> _Data provided_:
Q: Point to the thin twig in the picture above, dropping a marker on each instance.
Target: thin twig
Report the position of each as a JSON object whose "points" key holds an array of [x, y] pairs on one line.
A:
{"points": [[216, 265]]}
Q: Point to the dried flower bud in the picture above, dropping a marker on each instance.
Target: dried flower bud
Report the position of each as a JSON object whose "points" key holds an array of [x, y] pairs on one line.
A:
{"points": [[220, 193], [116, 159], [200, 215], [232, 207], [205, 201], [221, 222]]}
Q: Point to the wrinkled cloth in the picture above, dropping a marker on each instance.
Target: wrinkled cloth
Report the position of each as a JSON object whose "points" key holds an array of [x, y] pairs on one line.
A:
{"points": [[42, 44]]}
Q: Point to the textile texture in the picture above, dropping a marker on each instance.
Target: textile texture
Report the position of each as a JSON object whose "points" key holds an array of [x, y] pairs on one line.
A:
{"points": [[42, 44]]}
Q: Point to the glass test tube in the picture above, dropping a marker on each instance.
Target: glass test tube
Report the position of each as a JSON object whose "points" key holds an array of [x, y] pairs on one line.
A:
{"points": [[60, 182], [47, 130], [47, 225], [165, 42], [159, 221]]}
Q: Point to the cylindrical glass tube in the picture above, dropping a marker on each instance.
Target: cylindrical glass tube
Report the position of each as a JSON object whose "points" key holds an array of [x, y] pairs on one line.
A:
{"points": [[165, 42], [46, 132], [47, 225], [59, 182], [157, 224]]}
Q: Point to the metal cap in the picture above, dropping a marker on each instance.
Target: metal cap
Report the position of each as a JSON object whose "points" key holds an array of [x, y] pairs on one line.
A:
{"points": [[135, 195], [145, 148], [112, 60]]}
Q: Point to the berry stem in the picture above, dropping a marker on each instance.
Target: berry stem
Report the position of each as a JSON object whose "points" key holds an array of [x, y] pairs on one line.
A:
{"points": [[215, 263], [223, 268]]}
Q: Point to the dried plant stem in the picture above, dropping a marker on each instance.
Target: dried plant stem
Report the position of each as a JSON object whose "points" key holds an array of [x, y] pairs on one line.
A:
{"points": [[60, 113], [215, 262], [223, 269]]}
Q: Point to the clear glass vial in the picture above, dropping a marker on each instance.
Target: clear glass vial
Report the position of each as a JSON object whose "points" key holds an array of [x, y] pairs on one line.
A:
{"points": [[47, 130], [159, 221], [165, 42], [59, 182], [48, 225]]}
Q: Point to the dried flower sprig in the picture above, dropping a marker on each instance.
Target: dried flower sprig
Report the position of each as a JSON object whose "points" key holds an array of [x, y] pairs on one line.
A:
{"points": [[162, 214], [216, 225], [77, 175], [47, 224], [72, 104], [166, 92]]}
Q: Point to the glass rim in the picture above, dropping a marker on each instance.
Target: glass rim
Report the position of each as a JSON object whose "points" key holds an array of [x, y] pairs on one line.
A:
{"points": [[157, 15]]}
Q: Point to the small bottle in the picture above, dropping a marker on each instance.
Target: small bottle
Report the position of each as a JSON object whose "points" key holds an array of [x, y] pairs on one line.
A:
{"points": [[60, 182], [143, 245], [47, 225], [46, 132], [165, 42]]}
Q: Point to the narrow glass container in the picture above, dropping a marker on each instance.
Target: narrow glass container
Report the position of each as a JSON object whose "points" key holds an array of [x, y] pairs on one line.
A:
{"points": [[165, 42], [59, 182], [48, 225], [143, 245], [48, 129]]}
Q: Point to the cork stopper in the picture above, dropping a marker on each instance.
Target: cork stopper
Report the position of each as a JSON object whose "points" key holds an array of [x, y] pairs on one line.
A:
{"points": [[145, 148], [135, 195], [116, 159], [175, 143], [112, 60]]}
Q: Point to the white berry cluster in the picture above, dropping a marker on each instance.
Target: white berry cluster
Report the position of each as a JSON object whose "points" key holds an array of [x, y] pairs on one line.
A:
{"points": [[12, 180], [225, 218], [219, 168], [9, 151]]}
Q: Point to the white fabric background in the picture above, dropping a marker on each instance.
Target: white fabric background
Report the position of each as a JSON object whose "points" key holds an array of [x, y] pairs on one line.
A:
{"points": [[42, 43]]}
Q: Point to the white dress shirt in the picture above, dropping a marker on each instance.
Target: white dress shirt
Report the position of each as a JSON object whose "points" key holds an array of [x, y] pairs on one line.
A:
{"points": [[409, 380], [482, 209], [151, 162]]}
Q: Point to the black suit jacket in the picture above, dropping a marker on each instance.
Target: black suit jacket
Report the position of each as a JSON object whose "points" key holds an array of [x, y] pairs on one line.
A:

> _The problem_:
Reproduce all of the material above line for line, without changing a single character.

> _Response for this exercise_:
Q: Point to the thin twig in the picture above, dropping a marker on each instance.
Target: thin twig
Report the position of each as a JSON object whose "points" key holds an array of [x, y] pairs on one line.
A:
{"points": [[216, 265]]}
Q: Point to the dried flower bud in the picture above, dropping a marker on each instance.
Target: dried flower bud
Report the position of each as a JSON object whose "points" key holds an array of [x, y] pairs on one line.
A:
{"points": [[220, 193], [116, 159], [200, 215], [232, 207], [205, 201], [221, 222]]}
Q: Point to the wrinkled cloth in the picture above, dropping a marker on each instance.
Target: wrinkled cloth
Report the position of each as a JSON object whose "points" key holds an array of [x, y] pairs on one line.
A:
{"points": [[42, 44]]}
Q: Point to the textile texture in the picture above, dropping a marker on each instance.
Target: textile texture
Report the position of each as a JSON object whose "points" key holds an array of [x, y] pairs on one line.
A:
{"points": [[42, 44]]}
Q: Point to the glass test tube in the picture above, dropping a marker on each instance.
Target: glass test tube
Report the position of each as a JSON object whose "points" key holds an array of [x, y] pairs on one line.
A:
{"points": [[60, 182], [47, 130], [47, 225], [165, 42], [159, 221]]}
Q: Point to the cylindrical glass tube in the picture above, dropping a marker on each instance.
Target: cylindrical glass tube
Report the position of each as a JSON object whose "points" key holds an array of [x, y] pairs on one line.
A:
{"points": [[165, 42], [46, 132], [47, 225], [59, 182], [157, 224]]}
Q: Point to the metal cap in the picture above, dropping a marker on each instance.
Target: metal cap
Report the position of each as a JSON object whose "points" key holds an array of [x, y] pairs on one line.
A:
{"points": [[135, 195], [145, 148], [112, 60]]}
Q: Point to the berry stem in the picture above, dropping a marker on each instance.
Target: berry stem
Report the position of each as a JSON object whose "points" key holds an array of [x, y] pairs on one line.
A:
{"points": [[215, 263], [223, 268]]}
Q: Point to the dried plant stem in the picture above, dropping a marker on each instance.
Target: dried plant stem
Report the position of each as a JSON object whose "points" key holds an array of [x, y] pairs on one line.
A:
{"points": [[60, 113], [215, 262], [223, 269]]}
Q: Point to the clear glass vial in the picture above, dropping a marker on each instance.
Target: clear glass vial
Report the position of each as a JSON object whose "points" key holds an array of [x, y] pairs on one line.
A:
{"points": [[47, 130], [159, 221], [165, 42], [59, 182], [48, 225]]}
Q: Point to the dried flower sprig in the picture above, dropping a marker on each instance.
Target: dried flower sprig
Report the position of each as a JSON object whose "points" key holds an array of [x, y] pairs on one line.
A:
{"points": [[162, 214], [216, 225], [77, 175], [47, 224], [72, 104], [166, 92]]}
Q: Point to the glass rim in the picture above, dropping a marker on each instance.
Target: glass rim
Report the position of each as a JSON object whose "points" key holds an array of [x, y] pairs on one line.
A:
{"points": [[157, 15]]}
Q: Point to the small bottle in the picture above, dropping a marker on each instance.
Target: small bottle
Report the position of each as a JSON object whose "points" key holds an array of [x, y] pairs on one line.
A:
{"points": [[60, 182], [143, 245], [47, 225], [46, 132], [165, 42]]}
Q: Point to the narrow glass container in the picture above, dropping a marker on each instance.
Target: narrow glass container
Report the position of each as a JSON object whose "points" key holds an array of [x, y] pairs on one line.
A:
{"points": [[165, 42], [59, 182], [48, 225], [143, 245], [48, 129]]}
Q: Point to the cork stopper in the picture above, dropping a marker on each instance.
Target: cork stopper
Report the position of each as a JSON object whose "points" key holds an array of [x, y] pairs on one line.
A:
{"points": [[145, 148], [135, 195], [116, 159], [175, 143], [112, 60]]}
Q: Point to the white berry cluster in the picture above, dropping a marker on each instance.
Target: white berry cluster
Report the position of each as a JSON object whose "points" key holds an array of [x, y] pairs on one line.
A:
{"points": [[12, 180], [225, 218], [219, 168], [9, 151]]}
Q: Point to the white fabric background in the picture above, dropping a marker on each instance.
Target: white fabric background
Report the position of each as a JSON object whose "points" key holds an array of [x, y] pairs on one line.
A:
{"points": [[42, 43]]}
Q: Point to the white dress shirt in the picture above, dropping a marker on each instance.
Target: white dress shirt
Report the position of each as a JSON object whose "points" key holds an array of [x, y] pairs on one line.
A:
{"points": [[409, 380], [482, 209], [151, 162]]}
Q: Point to the black suit jacket in the picture above, dropping a marker on each instance.
Target: black suit jacket
Report the position of each as a JSON object whose "points" key holds an array of [x, y] pairs on one line.
A:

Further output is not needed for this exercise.